» **THE TASK**
Copy the following lines word for word, but leave the pictures out of your answer.

Excerpts from a dataset on pointing at objects
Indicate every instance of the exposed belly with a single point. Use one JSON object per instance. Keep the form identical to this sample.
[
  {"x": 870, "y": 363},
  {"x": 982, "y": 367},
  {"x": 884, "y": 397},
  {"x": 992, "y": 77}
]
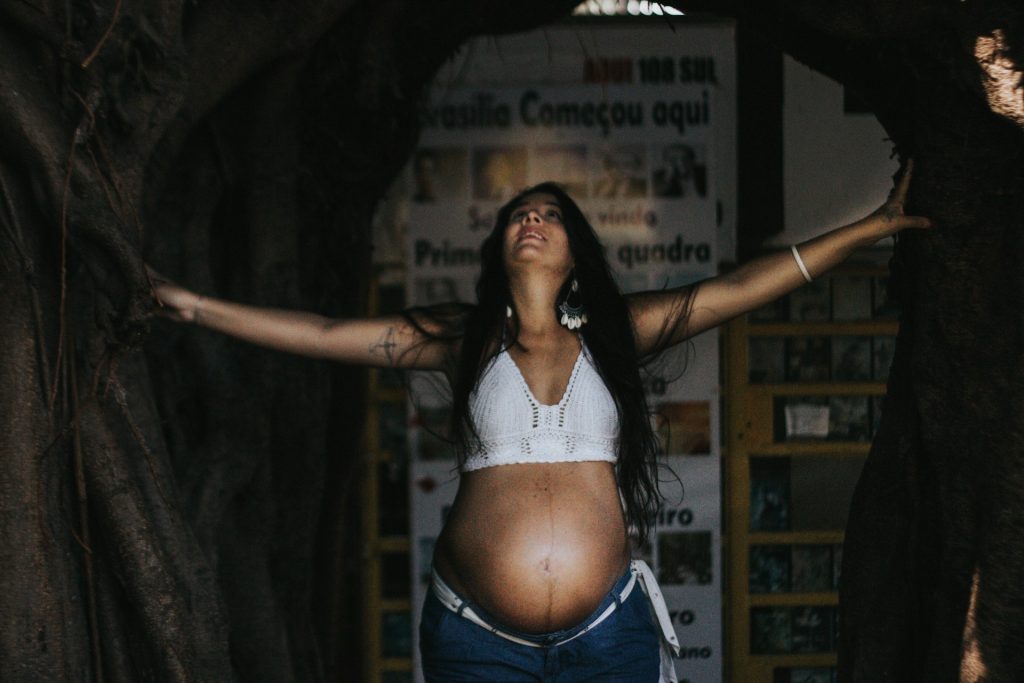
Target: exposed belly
[{"x": 538, "y": 546}]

» **FINAL RESULT**
Indicate every instance of the exposed belly with a single point. Use one JSON object per instance. Keep the form identical to this sample.
[
  {"x": 870, "y": 363},
  {"x": 982, "y": 367},
  {"x": 884, "y": 397},
  {"x": 992, "y": 77}
]
Target: exposed belly
[{"x": 538, "y": 546}]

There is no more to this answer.